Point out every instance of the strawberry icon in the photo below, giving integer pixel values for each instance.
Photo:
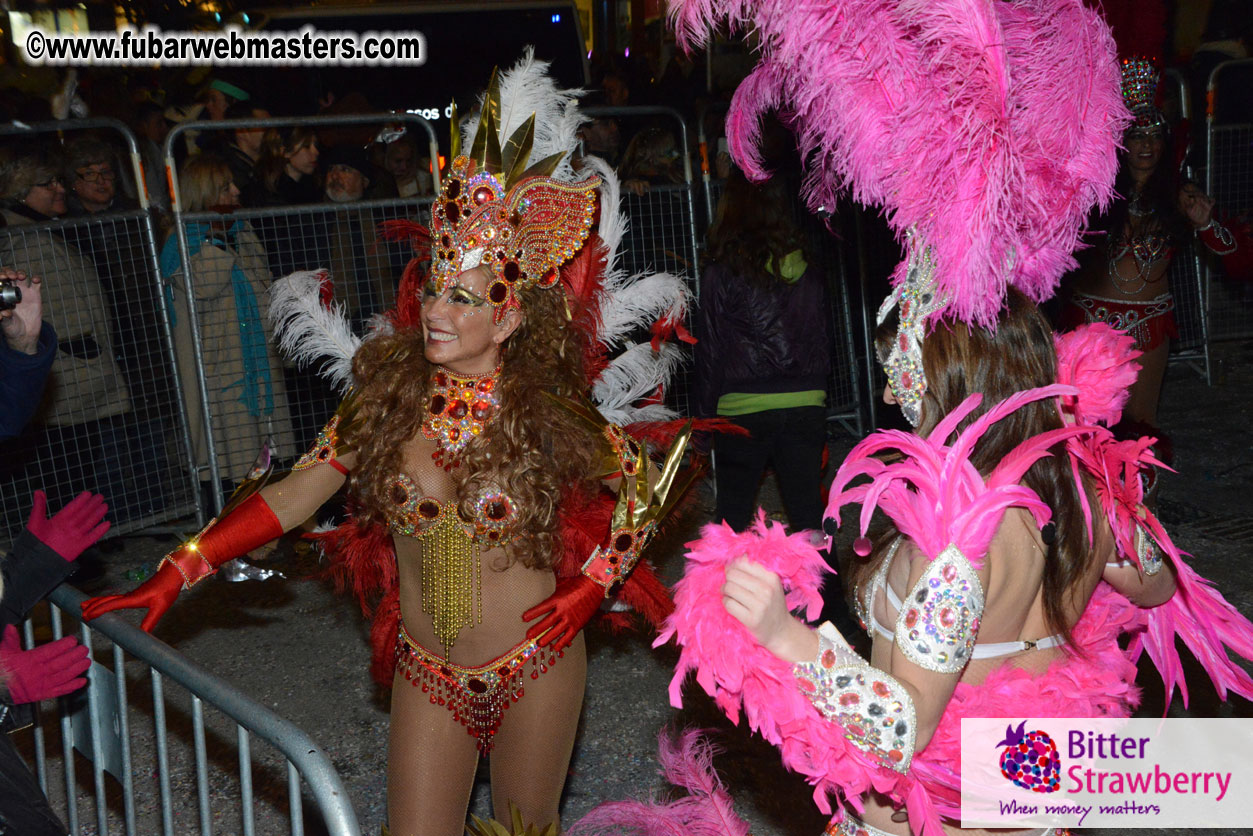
(1030, 758)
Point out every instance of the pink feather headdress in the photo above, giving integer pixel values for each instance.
(987, 127)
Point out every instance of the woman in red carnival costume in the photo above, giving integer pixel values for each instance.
(473, 461)
(1019, 547)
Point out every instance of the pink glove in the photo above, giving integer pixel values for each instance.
(565, 612)
(74, 528)
(43, 672)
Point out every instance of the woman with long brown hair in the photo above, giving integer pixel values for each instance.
(465, 441)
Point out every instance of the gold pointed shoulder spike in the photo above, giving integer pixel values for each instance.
(491, 161)
(516, 152)
(454, 134)
(488, 118)
(545, 167)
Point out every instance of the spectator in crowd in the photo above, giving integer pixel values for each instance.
(652, 158)
(229, 285)
(28, 346)
(150, 130)
(1124, 281)
(360, 265)
(41, 555)
(286, 177)
(246, 148)
(92, 174)
(84, 438)
(763, 354)
(211, 105)
(407, 171)
(117, 248)
(602, 137)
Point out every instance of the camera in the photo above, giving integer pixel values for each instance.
(10, 295)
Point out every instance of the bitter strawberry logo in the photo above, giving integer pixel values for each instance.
(1030, 758)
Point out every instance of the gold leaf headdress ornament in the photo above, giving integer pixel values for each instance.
(499, 211)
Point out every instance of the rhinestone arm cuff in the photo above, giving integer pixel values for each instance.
(1148, 554)
(873, 708)
(323, 450)
(610, 564)
(193, 565)
(1217, 237)
(939, 621)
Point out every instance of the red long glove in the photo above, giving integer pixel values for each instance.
(568, 609)
(74, 528)
(41, 672)
(242, 530)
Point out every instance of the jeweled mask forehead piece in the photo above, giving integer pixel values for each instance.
(498, 211)
(917, 301)
(1140, 90)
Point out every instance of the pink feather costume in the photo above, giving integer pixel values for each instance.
(936, 498)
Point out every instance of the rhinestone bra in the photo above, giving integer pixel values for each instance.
(412, 514)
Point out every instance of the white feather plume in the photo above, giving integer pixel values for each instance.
(633, 375)
(526, 88)
(307, 332)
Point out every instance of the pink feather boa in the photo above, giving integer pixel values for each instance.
(743, 677)
(989, 127)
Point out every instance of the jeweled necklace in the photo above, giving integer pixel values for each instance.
(457, 410)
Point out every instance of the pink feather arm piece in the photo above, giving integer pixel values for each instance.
(934, 494)
(741, 676)
(1099, 362)
(1197, 613)
(989, 127)
(687, 762)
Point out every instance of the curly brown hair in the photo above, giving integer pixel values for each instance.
(533, 450)
(1019, 355)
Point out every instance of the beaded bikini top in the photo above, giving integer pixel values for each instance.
(412, 514)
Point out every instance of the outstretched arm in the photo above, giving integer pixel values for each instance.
(258, 519)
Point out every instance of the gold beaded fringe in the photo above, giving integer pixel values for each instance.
(451, 579)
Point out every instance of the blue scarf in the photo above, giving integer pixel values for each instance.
(256, 384)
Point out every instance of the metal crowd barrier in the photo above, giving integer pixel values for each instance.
(1229, 181)
(110, 419)
(140, 782)
(239, 392)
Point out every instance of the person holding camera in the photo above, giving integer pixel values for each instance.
(28, 346)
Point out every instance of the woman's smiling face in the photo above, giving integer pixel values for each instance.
(457, 325)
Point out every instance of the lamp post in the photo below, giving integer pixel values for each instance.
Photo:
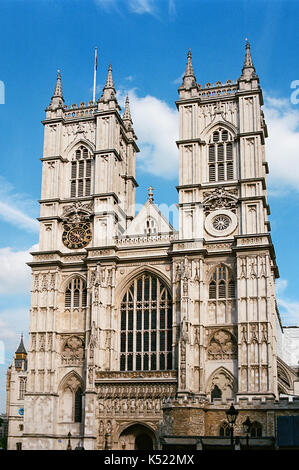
(231, 415)
(247, 424)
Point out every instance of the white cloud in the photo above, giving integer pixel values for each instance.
(282, 145)
(289, 311)
(14, 207)
(18, 218)
(142, 6)
(156, 126)
(280, 286)
(15, 274)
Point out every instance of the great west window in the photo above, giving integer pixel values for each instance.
(146, 326)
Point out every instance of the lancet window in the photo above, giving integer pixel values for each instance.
(76, 294)
(146, 325)
(221, 156)
(81, 173)
(222, 284)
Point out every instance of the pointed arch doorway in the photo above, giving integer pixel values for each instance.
(137, 437)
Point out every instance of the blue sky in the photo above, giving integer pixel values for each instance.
(146, 41)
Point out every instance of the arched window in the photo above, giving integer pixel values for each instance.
(70, 400)
(216, 393)
(225, 430)
(146, 325)
(81, 173)
(22, 388)
(76, 294)
(222, 284)
(150, 226)
(220, 156)
(256, 429)
(78, 406)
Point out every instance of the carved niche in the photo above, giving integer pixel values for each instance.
(220, 198)
(73, 351)
(222, 345)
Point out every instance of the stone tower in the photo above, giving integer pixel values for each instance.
(140, 333)
(224, 218)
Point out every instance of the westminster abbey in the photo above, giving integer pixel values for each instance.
(142, 336)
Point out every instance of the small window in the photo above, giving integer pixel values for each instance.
(220, 156)
(78, 406)
(81, 173)
(216, 393)
(76, 294)
(222, 284)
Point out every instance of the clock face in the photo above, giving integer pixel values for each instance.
(76, 235)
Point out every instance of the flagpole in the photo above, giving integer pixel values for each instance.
(95, 73)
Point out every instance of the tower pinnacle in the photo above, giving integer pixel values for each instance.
(189, 79)
(108, 90)
(57, 100)
(127, 112)
(109, 80)
(248, 70)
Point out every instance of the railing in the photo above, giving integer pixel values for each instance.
(146, 239)
(218, 90)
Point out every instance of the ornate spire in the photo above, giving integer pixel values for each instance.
(58, 87)
(248, 70)
(109, 81)
(189, 67)
(248, 59)
(189, 79)
(127, 112)
(57, 100)
(150, 194)
(108, 90)
(21, 349)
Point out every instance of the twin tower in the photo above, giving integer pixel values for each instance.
(131, 320)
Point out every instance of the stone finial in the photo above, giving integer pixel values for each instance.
(109, 93)
(189, 79)
(21, 349)
(57, 100)
(58, 87)
(127, 112)
(248, 70)
(150, 193)
(109, 80)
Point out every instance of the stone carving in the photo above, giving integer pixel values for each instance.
(77, 212)
(220, 199)
(165, 427)
(222, 345)
(73, 350)
(224, 381)
(42, 342)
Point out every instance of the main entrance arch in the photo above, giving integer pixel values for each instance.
(137, 437)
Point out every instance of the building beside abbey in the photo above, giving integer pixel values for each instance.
(142, 336)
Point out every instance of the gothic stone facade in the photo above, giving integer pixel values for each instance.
(131, 318)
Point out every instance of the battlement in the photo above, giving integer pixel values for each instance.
(246, 402)
(83, 110)
(218, 90)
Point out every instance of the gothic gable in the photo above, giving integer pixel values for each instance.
(149, 222)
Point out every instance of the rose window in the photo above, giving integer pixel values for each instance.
(221, 222)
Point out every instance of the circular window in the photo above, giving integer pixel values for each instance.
(221, 223)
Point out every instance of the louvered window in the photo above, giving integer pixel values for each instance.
(76, 294)
(221, 285)
(78, 406)
(220, 156)
(81, 171)
(146, 326)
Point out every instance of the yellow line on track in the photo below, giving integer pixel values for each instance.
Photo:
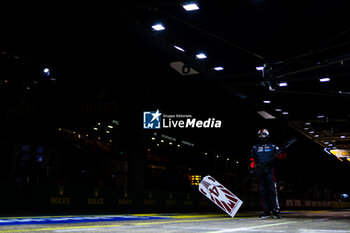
(110, 226)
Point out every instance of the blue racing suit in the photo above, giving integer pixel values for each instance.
(261, 154)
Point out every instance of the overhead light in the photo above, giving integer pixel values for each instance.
(46, 71)
(179, 48)
(266, 115)
(218, 68)
(322, 80)
(201, 56)
(190, 7)
(158, 27)
(283, 84)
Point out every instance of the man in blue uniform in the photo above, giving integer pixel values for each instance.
(261, 162)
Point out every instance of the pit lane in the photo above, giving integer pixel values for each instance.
(292, 221)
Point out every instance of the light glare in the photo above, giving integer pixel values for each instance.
(322, 80)
(158, 27)
(201, 56)
(191, 7)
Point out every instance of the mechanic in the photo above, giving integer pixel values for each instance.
(262, 164)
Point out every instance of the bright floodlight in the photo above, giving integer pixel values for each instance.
(283, 84)
(191, 7)
(201, 56)
(322, 80)
(179, 48)
(218, 68)
(158, 27)
(46, 71)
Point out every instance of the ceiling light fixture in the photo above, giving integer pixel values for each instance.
(323, 80)
(158, 27)
(201, 56)
(190, 7)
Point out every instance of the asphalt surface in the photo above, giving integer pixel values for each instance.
(336, 221)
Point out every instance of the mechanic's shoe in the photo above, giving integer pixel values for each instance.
(276, 214)
(265, 215)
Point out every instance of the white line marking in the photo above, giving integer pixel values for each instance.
(323, 231)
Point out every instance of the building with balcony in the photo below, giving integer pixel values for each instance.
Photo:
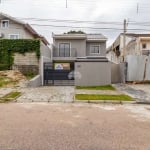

◆ Exercise details:
Reproduce the records verbatim from the line containing "Point out every instance of the ceiling" through the end of the records, including both ends, and leave out the pictures.

◆ The reply:
Point out every instance of the ceiling light fixture in the photo above, giving integer pixel values for each instance.
(323, 80)
(158, 27)
(201, 56)
(190, 7)
Point out every instance of the asphalt surface in the photo above, giving integer pixel values for each instance.
(336, 221)
Point out every instance of the mechanic's shoe in the photo above, giving integer pixel values for each instance.
(276, 214)
(265, 215)
Point out every instance of the white line marking in the photo above, giving integer pixel values for each instance.
(323, 231)
Point out every instance of the building with balcony in the photo below, giving integer pixel values for each instance.
Photo:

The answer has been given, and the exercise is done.